Data for this task:

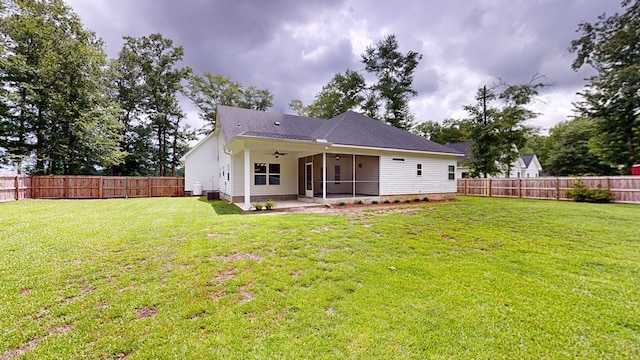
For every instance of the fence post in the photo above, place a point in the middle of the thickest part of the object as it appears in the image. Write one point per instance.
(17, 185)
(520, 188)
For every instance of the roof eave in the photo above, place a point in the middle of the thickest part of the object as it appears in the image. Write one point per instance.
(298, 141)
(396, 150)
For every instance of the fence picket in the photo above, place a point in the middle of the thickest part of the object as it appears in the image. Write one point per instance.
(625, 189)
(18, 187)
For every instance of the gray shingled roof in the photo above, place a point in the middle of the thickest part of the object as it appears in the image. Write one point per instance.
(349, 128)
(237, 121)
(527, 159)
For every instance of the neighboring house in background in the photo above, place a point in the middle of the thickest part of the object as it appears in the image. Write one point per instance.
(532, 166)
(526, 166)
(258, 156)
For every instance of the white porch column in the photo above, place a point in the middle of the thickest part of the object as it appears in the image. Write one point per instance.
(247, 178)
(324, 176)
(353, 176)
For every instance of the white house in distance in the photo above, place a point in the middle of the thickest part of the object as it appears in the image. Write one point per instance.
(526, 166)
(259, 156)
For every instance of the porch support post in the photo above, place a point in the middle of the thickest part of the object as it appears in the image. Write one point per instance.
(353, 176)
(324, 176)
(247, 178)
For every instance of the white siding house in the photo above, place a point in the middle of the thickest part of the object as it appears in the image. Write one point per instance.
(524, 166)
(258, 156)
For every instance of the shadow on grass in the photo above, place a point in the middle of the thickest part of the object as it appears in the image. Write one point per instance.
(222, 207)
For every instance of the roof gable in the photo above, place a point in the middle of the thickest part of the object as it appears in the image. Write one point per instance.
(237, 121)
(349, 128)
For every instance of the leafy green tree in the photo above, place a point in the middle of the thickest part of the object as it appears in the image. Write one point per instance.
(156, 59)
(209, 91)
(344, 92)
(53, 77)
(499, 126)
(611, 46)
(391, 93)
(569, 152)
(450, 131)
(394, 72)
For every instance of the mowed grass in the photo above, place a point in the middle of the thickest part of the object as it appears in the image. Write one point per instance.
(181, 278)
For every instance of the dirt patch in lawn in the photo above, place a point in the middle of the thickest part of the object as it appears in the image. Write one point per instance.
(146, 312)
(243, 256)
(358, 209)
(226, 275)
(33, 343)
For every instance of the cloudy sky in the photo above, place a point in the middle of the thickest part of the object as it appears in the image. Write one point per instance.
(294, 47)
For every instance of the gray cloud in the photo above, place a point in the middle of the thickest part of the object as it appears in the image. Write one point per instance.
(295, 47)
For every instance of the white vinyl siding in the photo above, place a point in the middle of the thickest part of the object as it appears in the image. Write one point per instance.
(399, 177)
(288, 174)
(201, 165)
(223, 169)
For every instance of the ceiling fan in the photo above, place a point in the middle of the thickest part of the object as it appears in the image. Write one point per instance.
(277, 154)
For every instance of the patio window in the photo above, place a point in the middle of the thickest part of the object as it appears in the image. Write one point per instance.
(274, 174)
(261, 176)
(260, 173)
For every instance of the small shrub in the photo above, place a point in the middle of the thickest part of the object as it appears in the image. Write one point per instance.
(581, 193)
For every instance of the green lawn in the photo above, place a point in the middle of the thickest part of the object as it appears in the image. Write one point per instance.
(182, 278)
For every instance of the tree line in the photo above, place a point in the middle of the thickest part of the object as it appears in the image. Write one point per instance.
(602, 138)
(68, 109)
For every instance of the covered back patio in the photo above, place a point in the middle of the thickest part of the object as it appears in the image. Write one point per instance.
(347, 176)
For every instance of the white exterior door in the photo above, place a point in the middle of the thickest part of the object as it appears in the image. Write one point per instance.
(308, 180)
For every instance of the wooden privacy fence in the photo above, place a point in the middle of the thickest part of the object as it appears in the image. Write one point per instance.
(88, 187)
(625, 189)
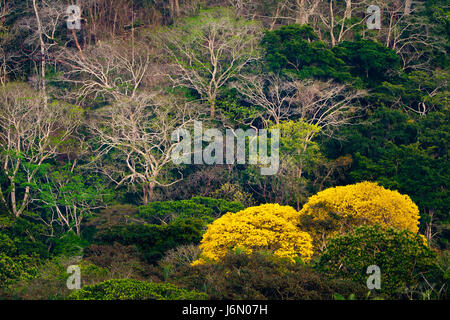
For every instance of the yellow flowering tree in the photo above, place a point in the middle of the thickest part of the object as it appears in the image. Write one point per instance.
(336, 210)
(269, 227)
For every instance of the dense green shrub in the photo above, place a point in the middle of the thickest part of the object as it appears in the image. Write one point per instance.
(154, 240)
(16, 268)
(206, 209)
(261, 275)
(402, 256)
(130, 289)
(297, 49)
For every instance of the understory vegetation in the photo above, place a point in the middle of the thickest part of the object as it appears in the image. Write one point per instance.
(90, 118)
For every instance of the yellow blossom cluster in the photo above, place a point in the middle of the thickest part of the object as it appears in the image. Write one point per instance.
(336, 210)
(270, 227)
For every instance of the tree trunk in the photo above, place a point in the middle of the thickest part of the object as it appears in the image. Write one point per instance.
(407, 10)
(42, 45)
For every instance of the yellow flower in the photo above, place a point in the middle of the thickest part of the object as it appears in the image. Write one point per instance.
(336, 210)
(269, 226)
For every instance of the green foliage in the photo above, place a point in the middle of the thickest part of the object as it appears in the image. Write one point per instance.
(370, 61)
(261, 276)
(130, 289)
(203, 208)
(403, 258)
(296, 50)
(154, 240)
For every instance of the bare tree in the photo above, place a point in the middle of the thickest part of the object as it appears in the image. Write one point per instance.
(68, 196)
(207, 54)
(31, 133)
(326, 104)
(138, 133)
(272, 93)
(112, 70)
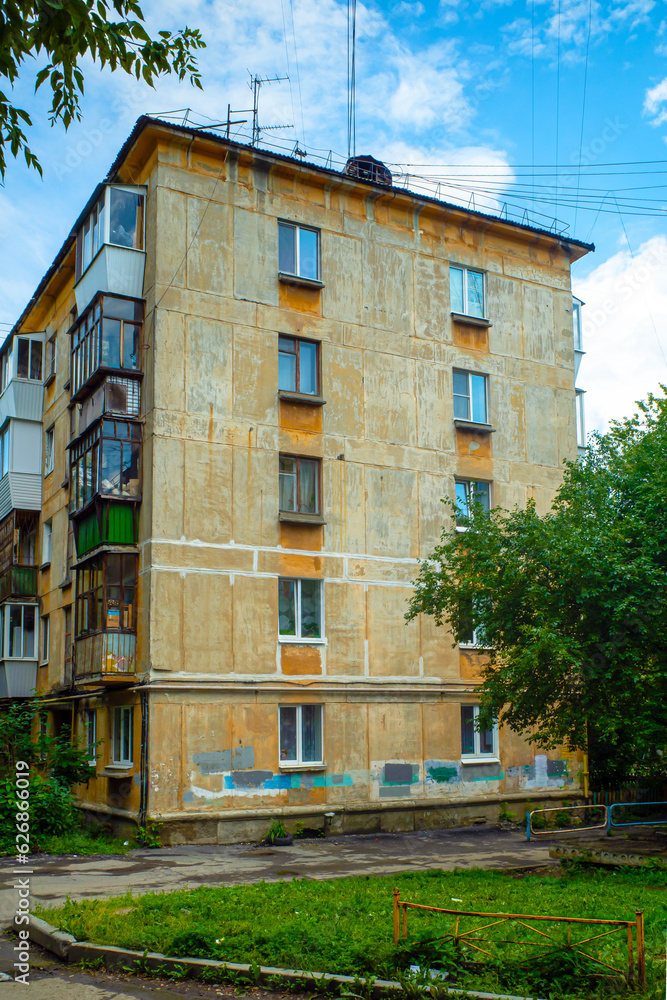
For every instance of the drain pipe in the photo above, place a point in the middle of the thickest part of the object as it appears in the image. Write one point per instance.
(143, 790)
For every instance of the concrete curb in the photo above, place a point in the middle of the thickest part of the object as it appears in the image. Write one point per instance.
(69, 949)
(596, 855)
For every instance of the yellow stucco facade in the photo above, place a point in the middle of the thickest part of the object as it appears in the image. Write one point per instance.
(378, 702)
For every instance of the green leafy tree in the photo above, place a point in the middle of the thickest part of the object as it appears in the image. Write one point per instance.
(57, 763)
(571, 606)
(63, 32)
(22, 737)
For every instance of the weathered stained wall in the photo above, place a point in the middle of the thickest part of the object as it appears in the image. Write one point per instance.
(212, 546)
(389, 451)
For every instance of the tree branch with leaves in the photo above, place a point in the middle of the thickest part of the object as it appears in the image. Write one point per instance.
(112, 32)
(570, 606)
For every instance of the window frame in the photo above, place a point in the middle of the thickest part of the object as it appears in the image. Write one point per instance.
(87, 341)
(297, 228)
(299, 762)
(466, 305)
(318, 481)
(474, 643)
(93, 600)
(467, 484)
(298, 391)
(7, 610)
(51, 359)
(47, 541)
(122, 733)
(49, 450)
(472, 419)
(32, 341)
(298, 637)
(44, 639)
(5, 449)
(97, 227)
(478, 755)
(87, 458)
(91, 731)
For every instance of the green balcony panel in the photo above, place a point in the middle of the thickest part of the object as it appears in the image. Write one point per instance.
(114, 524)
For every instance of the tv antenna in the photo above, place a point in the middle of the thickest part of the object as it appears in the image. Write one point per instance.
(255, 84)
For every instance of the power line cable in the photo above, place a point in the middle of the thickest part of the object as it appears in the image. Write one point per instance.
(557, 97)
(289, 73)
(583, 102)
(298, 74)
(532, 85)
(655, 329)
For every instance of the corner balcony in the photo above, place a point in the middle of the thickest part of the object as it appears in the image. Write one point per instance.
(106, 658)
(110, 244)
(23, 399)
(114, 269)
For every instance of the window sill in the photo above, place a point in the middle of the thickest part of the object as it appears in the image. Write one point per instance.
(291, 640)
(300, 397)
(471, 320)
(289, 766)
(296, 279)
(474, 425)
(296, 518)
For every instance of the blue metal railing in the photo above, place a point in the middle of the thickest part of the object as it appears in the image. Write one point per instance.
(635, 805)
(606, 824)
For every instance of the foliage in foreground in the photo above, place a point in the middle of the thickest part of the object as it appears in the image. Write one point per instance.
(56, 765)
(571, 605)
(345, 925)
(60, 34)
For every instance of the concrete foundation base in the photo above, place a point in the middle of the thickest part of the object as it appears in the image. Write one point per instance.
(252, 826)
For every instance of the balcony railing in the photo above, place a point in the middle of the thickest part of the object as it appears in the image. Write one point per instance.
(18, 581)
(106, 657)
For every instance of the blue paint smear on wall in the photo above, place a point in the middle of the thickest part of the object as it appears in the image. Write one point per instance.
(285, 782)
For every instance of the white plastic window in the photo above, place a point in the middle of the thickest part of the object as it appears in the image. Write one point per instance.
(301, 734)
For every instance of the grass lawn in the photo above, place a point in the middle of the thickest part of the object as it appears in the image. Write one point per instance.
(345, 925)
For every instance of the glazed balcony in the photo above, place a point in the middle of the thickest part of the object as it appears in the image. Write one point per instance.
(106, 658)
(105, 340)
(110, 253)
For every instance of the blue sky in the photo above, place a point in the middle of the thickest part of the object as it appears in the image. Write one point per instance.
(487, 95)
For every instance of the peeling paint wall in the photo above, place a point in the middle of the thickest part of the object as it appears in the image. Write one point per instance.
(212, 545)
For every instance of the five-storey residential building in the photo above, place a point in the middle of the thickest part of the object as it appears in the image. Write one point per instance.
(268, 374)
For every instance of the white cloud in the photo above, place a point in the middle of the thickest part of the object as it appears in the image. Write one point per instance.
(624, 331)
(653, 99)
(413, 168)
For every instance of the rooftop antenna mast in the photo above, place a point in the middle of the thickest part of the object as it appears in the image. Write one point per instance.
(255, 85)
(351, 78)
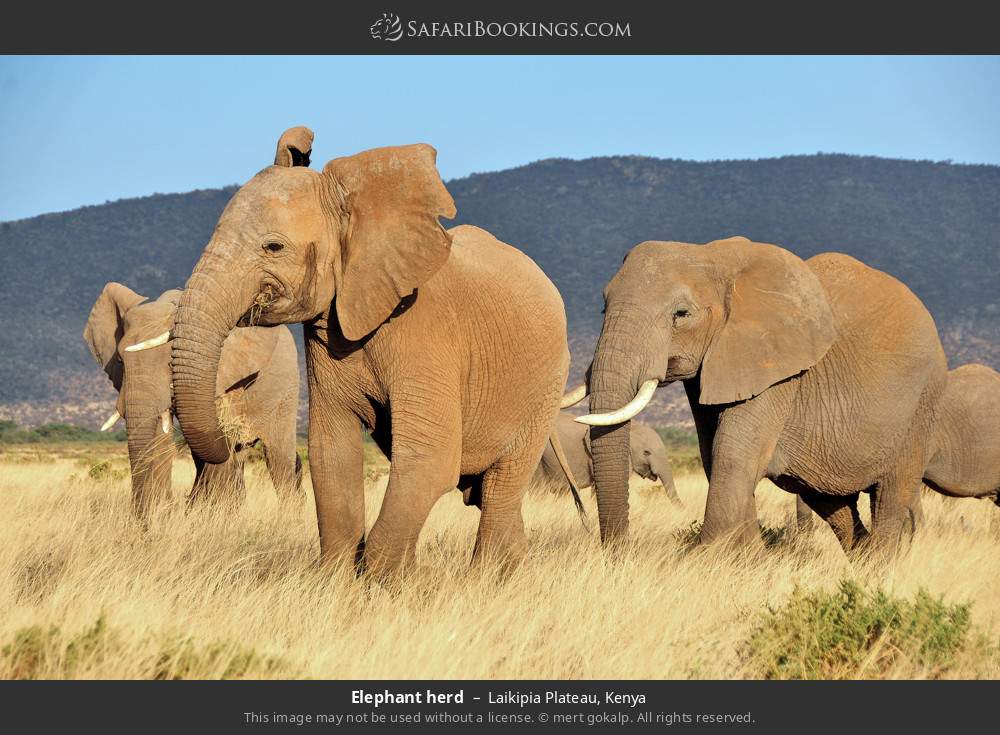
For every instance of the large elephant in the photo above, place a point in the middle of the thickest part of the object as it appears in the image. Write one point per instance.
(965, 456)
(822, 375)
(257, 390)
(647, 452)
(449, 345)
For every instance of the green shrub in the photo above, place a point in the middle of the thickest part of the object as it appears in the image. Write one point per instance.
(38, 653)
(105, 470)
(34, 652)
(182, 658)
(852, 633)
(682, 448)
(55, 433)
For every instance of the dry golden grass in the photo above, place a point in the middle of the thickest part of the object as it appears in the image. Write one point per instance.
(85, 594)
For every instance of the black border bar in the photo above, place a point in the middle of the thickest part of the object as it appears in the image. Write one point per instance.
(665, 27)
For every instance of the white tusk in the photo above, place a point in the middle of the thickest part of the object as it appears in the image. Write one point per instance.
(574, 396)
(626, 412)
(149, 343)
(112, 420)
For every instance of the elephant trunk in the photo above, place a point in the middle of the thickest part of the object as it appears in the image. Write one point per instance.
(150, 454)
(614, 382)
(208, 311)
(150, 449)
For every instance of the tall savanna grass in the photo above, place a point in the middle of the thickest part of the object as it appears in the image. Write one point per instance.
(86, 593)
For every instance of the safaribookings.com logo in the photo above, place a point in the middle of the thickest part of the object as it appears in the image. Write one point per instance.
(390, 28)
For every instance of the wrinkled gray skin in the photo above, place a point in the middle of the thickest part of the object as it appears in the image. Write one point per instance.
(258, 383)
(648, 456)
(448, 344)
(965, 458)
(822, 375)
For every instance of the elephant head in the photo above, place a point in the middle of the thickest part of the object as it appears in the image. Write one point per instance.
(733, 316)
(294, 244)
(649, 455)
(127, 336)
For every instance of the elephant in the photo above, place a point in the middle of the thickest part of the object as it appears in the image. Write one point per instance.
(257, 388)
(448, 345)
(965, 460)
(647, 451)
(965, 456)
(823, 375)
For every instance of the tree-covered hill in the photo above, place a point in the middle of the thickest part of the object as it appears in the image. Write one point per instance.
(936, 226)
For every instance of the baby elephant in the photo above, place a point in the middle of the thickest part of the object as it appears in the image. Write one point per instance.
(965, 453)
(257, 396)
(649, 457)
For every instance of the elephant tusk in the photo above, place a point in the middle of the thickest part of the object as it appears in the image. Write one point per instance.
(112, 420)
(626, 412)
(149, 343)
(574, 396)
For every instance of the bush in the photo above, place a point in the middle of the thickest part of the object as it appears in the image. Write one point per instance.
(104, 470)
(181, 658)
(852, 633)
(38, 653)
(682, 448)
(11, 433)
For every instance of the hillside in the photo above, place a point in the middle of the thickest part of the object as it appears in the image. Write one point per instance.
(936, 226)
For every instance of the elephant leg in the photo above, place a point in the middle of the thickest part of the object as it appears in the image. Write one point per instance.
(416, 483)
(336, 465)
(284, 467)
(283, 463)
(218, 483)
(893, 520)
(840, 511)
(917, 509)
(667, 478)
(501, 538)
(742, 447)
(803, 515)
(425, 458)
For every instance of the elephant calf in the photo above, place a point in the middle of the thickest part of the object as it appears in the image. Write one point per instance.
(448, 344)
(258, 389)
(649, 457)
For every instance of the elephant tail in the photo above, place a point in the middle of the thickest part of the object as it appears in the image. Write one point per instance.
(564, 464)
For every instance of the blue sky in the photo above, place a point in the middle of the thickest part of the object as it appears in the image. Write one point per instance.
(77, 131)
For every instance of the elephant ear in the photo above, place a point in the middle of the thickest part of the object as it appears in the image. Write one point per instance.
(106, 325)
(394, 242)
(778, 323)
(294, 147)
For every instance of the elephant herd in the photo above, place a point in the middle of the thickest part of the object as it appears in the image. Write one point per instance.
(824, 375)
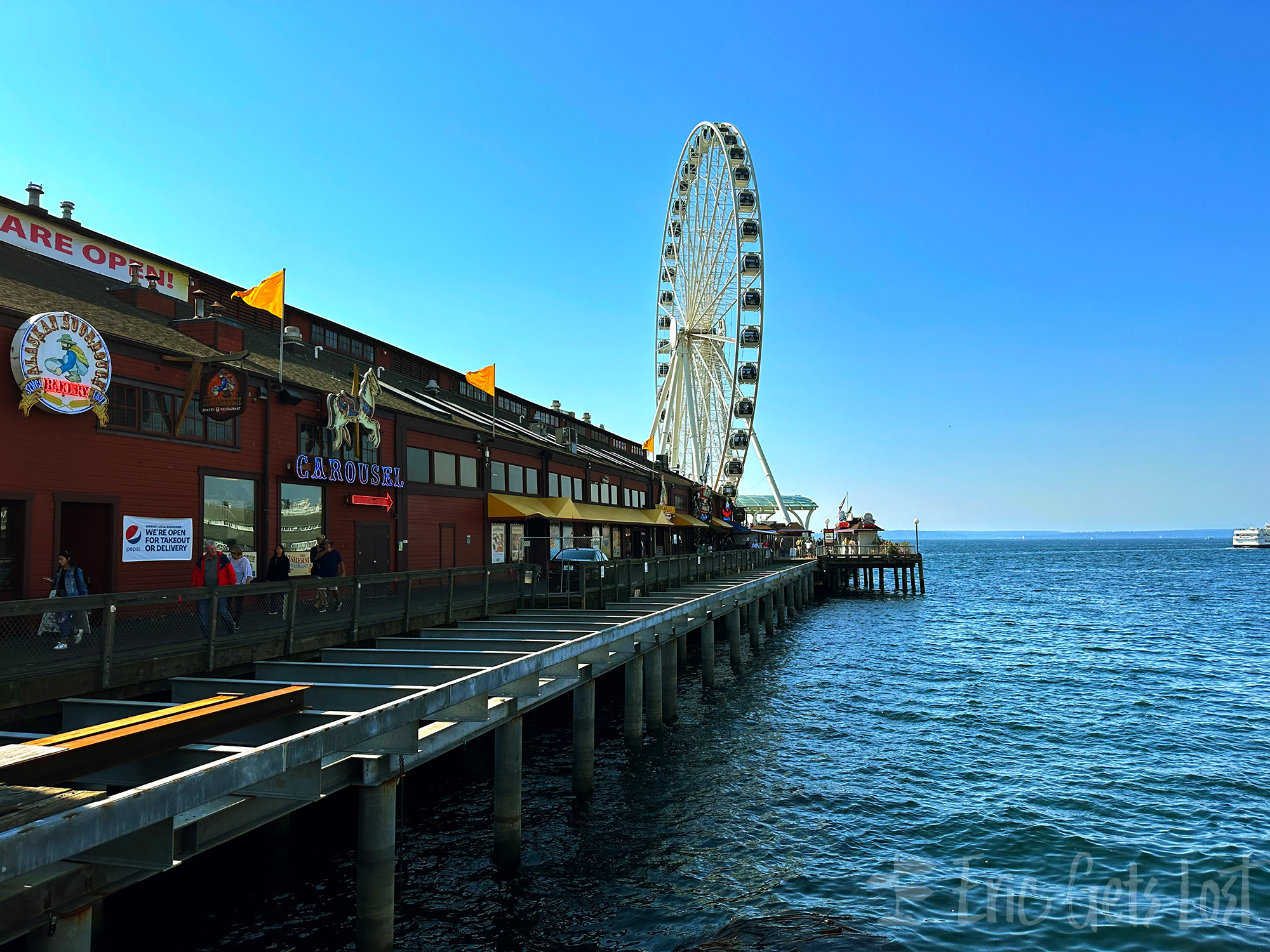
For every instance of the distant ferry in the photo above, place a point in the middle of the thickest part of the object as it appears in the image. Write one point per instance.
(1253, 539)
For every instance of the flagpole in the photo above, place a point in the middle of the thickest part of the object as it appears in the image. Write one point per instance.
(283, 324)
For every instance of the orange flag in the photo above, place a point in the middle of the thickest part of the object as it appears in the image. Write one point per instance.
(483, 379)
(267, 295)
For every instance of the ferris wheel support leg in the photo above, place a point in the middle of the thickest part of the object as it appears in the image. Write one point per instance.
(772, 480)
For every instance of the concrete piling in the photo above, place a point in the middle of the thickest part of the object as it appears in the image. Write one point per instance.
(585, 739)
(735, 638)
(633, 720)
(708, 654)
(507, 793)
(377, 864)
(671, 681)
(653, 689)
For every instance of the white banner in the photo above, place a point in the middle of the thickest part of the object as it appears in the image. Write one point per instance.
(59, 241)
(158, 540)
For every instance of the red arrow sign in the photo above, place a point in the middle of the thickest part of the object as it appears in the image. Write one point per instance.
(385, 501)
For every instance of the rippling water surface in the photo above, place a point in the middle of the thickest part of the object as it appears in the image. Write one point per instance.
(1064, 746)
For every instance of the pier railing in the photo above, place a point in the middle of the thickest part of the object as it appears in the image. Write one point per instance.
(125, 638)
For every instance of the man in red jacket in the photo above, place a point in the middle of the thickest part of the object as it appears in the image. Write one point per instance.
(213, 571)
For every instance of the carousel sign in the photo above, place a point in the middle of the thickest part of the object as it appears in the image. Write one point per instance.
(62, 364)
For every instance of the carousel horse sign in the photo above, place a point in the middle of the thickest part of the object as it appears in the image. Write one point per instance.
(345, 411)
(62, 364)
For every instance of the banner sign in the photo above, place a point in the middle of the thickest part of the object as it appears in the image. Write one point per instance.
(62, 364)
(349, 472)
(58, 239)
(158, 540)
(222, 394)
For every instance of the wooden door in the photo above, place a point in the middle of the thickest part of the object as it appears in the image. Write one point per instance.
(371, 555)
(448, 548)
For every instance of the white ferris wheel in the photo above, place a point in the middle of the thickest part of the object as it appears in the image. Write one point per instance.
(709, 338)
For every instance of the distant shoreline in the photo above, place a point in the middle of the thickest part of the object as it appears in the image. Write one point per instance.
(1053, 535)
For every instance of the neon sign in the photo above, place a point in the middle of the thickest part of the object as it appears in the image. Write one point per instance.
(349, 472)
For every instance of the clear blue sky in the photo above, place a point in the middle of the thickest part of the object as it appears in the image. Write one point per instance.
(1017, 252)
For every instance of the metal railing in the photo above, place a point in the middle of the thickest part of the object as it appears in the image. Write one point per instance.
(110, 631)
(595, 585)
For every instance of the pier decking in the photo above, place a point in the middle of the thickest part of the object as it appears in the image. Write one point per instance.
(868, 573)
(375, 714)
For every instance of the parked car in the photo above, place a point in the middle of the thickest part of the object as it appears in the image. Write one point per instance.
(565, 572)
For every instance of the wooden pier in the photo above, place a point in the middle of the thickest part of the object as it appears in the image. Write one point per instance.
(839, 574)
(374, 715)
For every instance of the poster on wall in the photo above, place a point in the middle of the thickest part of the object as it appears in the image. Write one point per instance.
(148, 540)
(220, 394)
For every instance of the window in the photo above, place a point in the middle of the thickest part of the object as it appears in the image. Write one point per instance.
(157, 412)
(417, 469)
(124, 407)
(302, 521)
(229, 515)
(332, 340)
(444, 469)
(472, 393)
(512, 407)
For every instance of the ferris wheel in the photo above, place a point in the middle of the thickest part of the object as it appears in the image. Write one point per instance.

Set exercise:
Reproduce only the lines running from the one that contains "For every instance of the parked" to the last line of the records.

Worked solution:
For every instance of the parked car in the photo above, place a point in the middle of the thickest part of the object as it appears in the image. Write one point per instance.
(565, 572)
For every instance of the wooden pier in the photo above, place a point in the middle of the thickest part of the object as it appears in the image. Write one point per instance.
(839, 574)
(374, 715)
For every instance of the poster on wall in the photo above, place a point in the middle of the thickest part of the object as it appears in the image. Write one point per instance.
(148, 540)
(220, 394)
For every instance of the window in the photo above, place a point in the middle of the thickest part of the object as it appears in the image. Write one point per instance.
(157, 412)
(417, 469)
(124, 407)
(302, 521)
(229, 515)
(332, 340)
(444, 469)
(472, 393)
(512, 407)
For every instance of the ferris wheel in the photo above, place a point in the middle of the thickest part of the object as it appears in the image. Write one point per instance.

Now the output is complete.